***** Extract to read
Again, we look to technology to help us in those areas as well. We are looking at many things along with DOD that may be helpful in that regard. The explosion of trade, the threat of terrorism in an uncertain world, these are two major concerns that we have to address certainly in the next decade.

Mr. Petrun: Commissioner Kelly, recently it seems like you cannot help but open a newspaper or turn a radio on and hear about e-business and the Internet. What impact do you believe the Internet and e-commerce will have on Customs? Will it lighten your workload, make it more difficult to carry out your mission, or have a neutral impact?

Mr. Kelly: Well, I think it is going to be more challenging for us. I think, again, we see the growth of e-business in this country largely focused on American firms. People are ordering things over the Internet coming from U.S. locations, but we also see it coming from overseas. I think that will increase. So the volume of trade coming in will increase.

We have crimes being committed over the Internet. There's no question about it. We have child pornography. That's one of the things that we are charged with stopping. Virtually all child pornography comes in over the Internet from overseas.

There are intellectual property right issues. We have just created a new unit along with the FBI -- they are co-located with us in our headquarters -- to address IPR violations, particularly those that come about over the Internet.

There is fraud that is committed in cyberspace. We have a cyber-crime smuggling unit that we have established located not too far from where we are now. So it is going to increase the volume of trade coming in, but it is also going to put pressures on our investigators.

Again, Congress is particularly concerned about the increase in child pornography that we see coming in. We also hope to get some additional resources to address that. IPR violations, I think we have just scratched the surface there. Obviously, music is the big area that industry and Customs are concerned about. So it is going to make our life more complex, more challenges, but we are going to be up for the task.

Mr. Petrun: How do you balance these management challenges? As I hear you describe this I can't help but think you must be weighing the need for openness and free access that we would like about the United States versus the need to control, to restrict the people we don't want to move through our society. How does that play out in terms of a management challenge?

Mr. Kelly: Well, it is difficult. It is a balance that we have to affect no question about it. We can't stop everybody coming into the United States and talk to them. We certainly can't examine every commodity that comes in. We need information and we need intelligence to do that. Those are two different things. Information is not intelligence. But we need to work closely in the case of terrorist threats with our intelligence-gathering agencies.

We need more information as to what is coming in. That is where our ACE system comes in, our new automated system. We have to be sensitive to the issues and how we interact with people coming into the United States. Yes, we want to protect America from drugs. We have seen an increase in the internal carrying of drugs, people actually swallowing drugs and bringing them in in their person and also on their person.
**********
***** Given entries
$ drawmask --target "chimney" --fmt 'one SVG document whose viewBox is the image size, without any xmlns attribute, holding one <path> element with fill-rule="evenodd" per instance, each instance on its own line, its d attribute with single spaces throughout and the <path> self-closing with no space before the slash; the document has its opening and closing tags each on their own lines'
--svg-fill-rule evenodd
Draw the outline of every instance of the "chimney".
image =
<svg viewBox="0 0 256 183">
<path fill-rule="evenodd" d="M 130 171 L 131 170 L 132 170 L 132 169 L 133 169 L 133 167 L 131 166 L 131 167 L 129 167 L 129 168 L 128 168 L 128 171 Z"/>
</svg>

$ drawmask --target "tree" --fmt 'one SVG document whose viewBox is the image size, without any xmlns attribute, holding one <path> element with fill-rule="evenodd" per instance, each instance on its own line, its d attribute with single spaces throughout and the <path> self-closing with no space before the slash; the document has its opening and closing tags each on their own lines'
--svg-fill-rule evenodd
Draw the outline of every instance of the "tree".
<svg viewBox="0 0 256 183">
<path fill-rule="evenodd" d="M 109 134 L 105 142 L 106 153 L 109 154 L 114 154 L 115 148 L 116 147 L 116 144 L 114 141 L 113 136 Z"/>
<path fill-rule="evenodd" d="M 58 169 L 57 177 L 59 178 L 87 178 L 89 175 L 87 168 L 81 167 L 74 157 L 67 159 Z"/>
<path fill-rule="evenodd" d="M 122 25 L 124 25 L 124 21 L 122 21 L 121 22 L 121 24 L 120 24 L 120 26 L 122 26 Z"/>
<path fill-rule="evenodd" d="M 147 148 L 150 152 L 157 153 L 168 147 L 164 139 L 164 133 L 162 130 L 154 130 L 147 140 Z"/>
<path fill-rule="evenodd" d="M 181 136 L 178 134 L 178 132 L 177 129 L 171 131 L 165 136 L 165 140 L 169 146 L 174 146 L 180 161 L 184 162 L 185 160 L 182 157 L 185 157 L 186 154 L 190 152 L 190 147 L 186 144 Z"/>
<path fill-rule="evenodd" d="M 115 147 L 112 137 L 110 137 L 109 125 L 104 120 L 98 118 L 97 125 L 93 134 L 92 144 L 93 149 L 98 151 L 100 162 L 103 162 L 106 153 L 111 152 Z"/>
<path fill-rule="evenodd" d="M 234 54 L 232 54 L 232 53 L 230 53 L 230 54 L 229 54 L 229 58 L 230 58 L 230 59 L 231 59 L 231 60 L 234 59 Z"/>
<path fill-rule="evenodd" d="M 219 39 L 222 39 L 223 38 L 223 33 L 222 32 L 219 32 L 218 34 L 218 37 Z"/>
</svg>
**********
## Do this
Carry the interview with the Customs commissioner forward from where it stops. The listing plays no role in this work.

## Result of this task
But we want to be sensitive and be concerned as to how we use the substantial power that we have. A lot of that is addressed with training. Some of it is addressed with informing the traveling public that these things may happen. I think, quite frankly, we didn't do the best job we could in letting people know that they may be subject to search.

We are working in all of these areas, but it is a balance. It is a management challenge as to how you affect the enforcement authority that we have with civility, with sensitivity, while facilitating the flow of traffic in trade into the United States. There is no easy answer.

I think we have to be aware of the challenges that exist in these areas. Our managers are aware of it. They are the things that we talk about all the time. We bring our managers together and talk about these very issues. We have to do the job. It's very important to America, but we have to do it in a sensible, civil, sensitive way.

Mr. Petrun: Earlier you talked about some of the changes you have seen in your career in public service. You have mentioned some of the management challenges that you have seen change. You also mentioned leadership style change and need to be somewhat situational. Reflecting back over your career, can you talk about how your own leadership style has adapted to these changing management challenges?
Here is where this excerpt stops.